### Problem description
Set down exactly, with nothing added, the lines from the one containing "For an urgent annotation task, I need the hill slope" through the end of the entries.

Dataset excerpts
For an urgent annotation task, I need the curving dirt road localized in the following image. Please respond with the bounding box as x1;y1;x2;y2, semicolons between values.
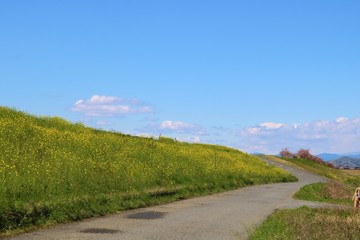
10;156;330;240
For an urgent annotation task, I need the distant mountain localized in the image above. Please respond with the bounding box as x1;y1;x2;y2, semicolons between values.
317;152;360;161
344;151;360;156
317;153;341;161
329;157;360;169
345;153;360;159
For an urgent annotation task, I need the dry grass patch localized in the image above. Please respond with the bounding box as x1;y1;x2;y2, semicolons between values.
322;180;352;200
341;169;360;177
250;207;360;240
294;180;353;206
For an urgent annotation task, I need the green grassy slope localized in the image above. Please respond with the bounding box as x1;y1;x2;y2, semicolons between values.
0;107;296;235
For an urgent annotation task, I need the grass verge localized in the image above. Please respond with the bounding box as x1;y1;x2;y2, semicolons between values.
249;206;359;240
294;181;353;206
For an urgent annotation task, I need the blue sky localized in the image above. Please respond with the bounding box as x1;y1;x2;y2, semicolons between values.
1;1;359;154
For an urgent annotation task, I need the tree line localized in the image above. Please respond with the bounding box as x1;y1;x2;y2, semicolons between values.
279;148;335;168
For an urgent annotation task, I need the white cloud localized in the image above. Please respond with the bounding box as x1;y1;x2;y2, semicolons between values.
72;95;154;117
95;120;113;126
247;127;260;134
160;121;197;131
141;120;207;135
187;136;201;143
259;122;285;129
235;117;360;154
158;120;207;135
88;95;119;104
136;133;153;138
336;117;348;123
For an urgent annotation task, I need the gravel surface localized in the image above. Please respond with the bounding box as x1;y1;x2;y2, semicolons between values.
9;156;331;240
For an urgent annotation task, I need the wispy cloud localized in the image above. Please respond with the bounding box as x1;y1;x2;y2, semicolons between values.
187;136;201;143
95;120;113;126
72;95;154;117
148;120;207;135
259;122;285;129
137;120;208;137
235;118;360;154
160;121;197;132
172;136;201;143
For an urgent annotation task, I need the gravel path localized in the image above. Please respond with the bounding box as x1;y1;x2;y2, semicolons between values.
9;156;332;240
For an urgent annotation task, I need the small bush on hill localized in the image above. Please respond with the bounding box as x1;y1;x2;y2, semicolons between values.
279;148;294;158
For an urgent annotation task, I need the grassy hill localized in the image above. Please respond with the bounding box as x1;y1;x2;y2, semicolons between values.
0;107;296;235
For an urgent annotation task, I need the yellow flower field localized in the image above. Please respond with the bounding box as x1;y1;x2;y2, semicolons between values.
0;107;296;234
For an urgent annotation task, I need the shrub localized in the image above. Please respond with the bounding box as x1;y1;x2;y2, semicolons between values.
279;148;294;158
296;149;312;159
326;162;335;168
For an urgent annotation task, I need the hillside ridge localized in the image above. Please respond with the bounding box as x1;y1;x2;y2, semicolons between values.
329;156;360;169
318;153;360;161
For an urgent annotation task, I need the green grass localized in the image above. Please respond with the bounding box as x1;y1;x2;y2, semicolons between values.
262;155;360;204
294;182;353;206
248;155;360;240
282;156;359;205
268;155;360;185
0;107;297;236
249;207;360;240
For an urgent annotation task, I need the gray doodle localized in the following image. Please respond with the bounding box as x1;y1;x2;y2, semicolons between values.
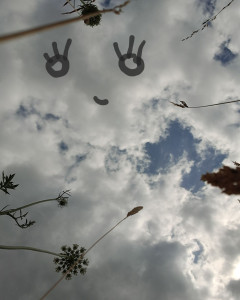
113;35;146;76
93;96;109;105
43;39;72;78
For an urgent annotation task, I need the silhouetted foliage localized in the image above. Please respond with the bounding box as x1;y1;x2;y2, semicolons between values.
201;161;240;195
182;0;235;41
0;172;19;194
0;171;71;229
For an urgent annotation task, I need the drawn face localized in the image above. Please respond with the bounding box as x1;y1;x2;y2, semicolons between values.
43;35;146;104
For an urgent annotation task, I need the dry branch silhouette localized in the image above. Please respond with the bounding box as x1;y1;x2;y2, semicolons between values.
0;0;130;43
0;171;71;228
169;99;240;109
182;0;235;41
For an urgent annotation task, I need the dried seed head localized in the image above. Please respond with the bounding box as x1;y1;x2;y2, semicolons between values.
127;206;143;217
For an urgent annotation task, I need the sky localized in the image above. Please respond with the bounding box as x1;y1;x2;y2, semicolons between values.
0;0;240;299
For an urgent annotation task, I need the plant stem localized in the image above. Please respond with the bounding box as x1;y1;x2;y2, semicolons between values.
0;198;58;215
0;0;130;43
40;206;143;299
0;245;64;257
187;99;240;108
66;0;81;16
40;216;128;299
84;216;128;256
182;0;235;41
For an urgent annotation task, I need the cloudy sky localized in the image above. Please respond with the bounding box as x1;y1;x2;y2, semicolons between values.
0;0;240;299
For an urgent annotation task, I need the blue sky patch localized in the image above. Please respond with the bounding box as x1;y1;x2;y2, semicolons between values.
198;0;216;16
59;141;69;152
192;239;204;264
104;146;127;173
100;0;111;8
214;39;238;66
44;113;60;121
139;119;227;193
16;104;38;118
75;154;87;164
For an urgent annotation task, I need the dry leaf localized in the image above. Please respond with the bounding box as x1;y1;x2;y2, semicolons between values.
201;164;240;195
233;161;240;167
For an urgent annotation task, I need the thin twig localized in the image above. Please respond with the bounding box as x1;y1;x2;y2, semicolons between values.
182;0;235;41
169;99;240;108
0;190;70;215
0;245;64;257
0;0;130;44
0;198;58;215
65;0;81;16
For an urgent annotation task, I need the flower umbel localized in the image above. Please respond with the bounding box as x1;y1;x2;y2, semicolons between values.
54;244;89;280
62;1;102;27
81;3;102;27
57;190;71;208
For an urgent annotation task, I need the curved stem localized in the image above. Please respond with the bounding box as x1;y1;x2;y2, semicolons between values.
0;0;130;43
0;198;57;215
0;245;64;257
84;216;128;256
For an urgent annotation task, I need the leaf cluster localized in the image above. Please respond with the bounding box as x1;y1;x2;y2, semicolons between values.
0;172;19;195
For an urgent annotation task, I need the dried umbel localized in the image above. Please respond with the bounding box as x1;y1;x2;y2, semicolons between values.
81;4;102;27
53;244;89;280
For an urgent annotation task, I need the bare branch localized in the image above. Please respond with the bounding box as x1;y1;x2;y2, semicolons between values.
6;209;36;229
169;99;240;109
182;0;235;41
0;0;130;44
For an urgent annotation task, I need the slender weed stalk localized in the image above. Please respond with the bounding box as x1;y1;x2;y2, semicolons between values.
39;206;143;300
169;99;240;109
182;0;235;41
0;171;71;228
0;0;130;44
0;245;64;257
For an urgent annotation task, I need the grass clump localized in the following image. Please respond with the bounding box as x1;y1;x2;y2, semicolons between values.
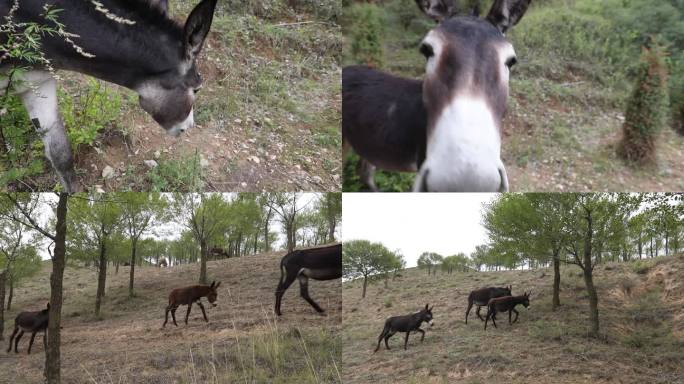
146;152;204;192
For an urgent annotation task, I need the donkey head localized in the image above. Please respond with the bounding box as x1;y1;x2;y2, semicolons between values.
207;281;221;307
412;0;531;192
136;0;217;137
521;291;530;309
422;304;435;326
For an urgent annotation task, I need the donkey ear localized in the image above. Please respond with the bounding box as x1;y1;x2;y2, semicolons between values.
150;0;168;15
210;281;215;288
486;0;531;34
425;303;429;310
183;0;218;59
215;281;221;289
415;0;456;22
46;302;50;310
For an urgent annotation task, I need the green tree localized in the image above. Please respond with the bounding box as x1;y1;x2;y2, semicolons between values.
343;240;396;298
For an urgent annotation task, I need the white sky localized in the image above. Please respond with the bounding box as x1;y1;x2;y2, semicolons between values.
342;193;497;267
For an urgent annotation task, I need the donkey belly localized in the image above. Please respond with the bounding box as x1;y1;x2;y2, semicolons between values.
299;267;341;281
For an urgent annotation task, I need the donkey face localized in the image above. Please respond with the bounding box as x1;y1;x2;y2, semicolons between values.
522;291;530;309
136;0;217;136
422;304;435;326
207;281;221;307
413;0;531;192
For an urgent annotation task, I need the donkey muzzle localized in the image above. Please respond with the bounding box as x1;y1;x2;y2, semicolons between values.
413;159;508;192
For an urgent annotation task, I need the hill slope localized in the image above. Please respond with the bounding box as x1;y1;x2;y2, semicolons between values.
1;251;341;383
342;255;684;384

### Written solution
For an urgent annotation task, I need the hill slope localized in the image above. Please respond with the bounding box as x1;y1;x2;y2, semicolons between values.
1;251;341;383
342;255;684;384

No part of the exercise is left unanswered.